• _Extract to read_
------------------------------------------------------------------------

The process of deciding which characters should be included in the repertoire of ISO/IEC 10646 by SC 2/WG 2 depends on the availability of accurate and most comprehensive information about any proposed additions. SC 2/WG 2, at its San Francisco meeting 26, designed a form (template) that will assist the submitters in gathering and providing the relevant information, and will assist SC 2/WG 2 in making more informed decisions. This form is included in the following pages of this annex.

Each new submission must be accompanied by a duly completed proposal summary form to assist SC 2/WG 2 to better evaluate the requirements and towards a speedier acceptance of the submission. Submitters are also requested to ensure that a proposed character does not already exist in ISO/IEC 10646

If a submission has already been made prior to the existence of the proposal summary form, the submitter(s) is requested to re-evaluate the submission for completeness using the form as a template, and either provide reference(s) to existing information or provide additional information.

Submitter's Responsibilities

The national body or liaison organization (or any other organization or an individual) proposing a new character shall provide:

1. Proposed category for the character, character name, and description of usage.

2. Justification for the category and name

3. A representative glyph image on paper:
if this glyph image is similar to a glyph image of a previously encoded ISO/IEC 10646 character, then additional justification for encoding the new character shall be provided.

4. Mappings to accepted sources, for example, other standards, dictionaries, accessible published materials

5. Computerized font:
prior to the preparation of the final text a suitable computerized font shall be provided to the project editor. The minimum design resolution for the font is 96 by 96 dots matrix, for presentation at or near 22 points in print size.

6. Equivalent glyph images:
if the submission intends using composite sequences of proposed or existing combining and non-combining characters, a list consisting of each composite sequence and its corresponding glyph image shall be provided to better understand the intended use.

------------------------------------------------------------------------

• _Supplied material_
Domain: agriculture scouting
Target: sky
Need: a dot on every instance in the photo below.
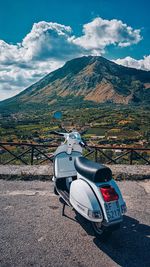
(37, 37)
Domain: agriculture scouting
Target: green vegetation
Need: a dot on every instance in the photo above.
(111, 124)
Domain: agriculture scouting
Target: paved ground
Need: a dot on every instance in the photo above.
(33, 232)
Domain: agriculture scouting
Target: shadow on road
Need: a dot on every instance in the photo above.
(129, 246)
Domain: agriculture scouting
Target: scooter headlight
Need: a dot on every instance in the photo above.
(123, 208)
(95, 214)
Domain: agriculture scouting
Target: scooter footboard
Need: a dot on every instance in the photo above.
(84, 201)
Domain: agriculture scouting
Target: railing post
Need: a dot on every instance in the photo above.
(131, 157)
(32, 154)
(96, 158)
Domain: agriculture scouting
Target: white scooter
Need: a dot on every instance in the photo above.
(87, 186)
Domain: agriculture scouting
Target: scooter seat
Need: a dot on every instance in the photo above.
(93, 171)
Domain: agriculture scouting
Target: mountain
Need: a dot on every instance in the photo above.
(90, 79)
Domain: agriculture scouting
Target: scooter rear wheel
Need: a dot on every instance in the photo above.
(101, 232)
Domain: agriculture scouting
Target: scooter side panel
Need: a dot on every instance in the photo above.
(64, 164)
(83, 199)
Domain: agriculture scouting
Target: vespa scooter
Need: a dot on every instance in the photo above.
(87, 186)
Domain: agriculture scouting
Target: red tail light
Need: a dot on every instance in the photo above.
(109, 193)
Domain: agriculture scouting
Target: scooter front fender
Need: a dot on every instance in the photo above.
(84, 201)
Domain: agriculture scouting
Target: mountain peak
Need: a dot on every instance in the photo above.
(92, 78)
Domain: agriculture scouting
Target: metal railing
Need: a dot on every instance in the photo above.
(29, 154)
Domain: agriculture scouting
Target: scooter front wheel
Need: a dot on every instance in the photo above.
(101, 232)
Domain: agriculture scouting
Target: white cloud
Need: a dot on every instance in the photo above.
(143, 64)
(101, 32)
(49, 45)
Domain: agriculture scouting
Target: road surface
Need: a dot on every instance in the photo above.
(33, 232)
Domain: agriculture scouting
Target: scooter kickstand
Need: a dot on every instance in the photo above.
(63, 209)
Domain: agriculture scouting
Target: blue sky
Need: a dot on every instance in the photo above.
(47, 33)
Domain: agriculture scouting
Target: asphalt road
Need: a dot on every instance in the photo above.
(33, 232)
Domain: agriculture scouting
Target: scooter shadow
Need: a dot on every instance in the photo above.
(129, 246)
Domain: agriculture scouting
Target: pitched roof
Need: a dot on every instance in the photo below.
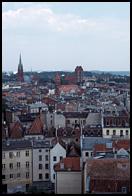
(108, 168)
(37, 126)
(16, 144)
(16, 131)
(93, 119)
(73, 152)
(69, 87)
(122, 144)
(68, 164)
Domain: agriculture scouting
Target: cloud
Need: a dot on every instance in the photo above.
(36, 18)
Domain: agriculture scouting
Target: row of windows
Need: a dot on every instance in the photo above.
(17, 154)
(11, 154)
(13, 176)
(18, 165)
(46, 150)
(46, 157)
(55, 158)
(46, 166)
(41, 176)
(114, 132)
(76, 121)
(87, 154)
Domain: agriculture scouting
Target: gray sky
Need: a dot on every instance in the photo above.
(61, 36)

------------------------------------------------------------------------

• _Task list_
1. The proposal guidelines number the things a submitter proposing a new character must provide. List each of these items by its heading.
2. Gather every line of the entries that contains the word "shadow".

• _The results_
1.
1. Proposed category for the character, character name, and description of usage
2. Justification for the category and name
3. A representative glyph image on paper
4. Mappings to accepted sources
5. Computerized font
6. Equivalent glyph images

2.
Target: shadow on road
Target: scooter shadow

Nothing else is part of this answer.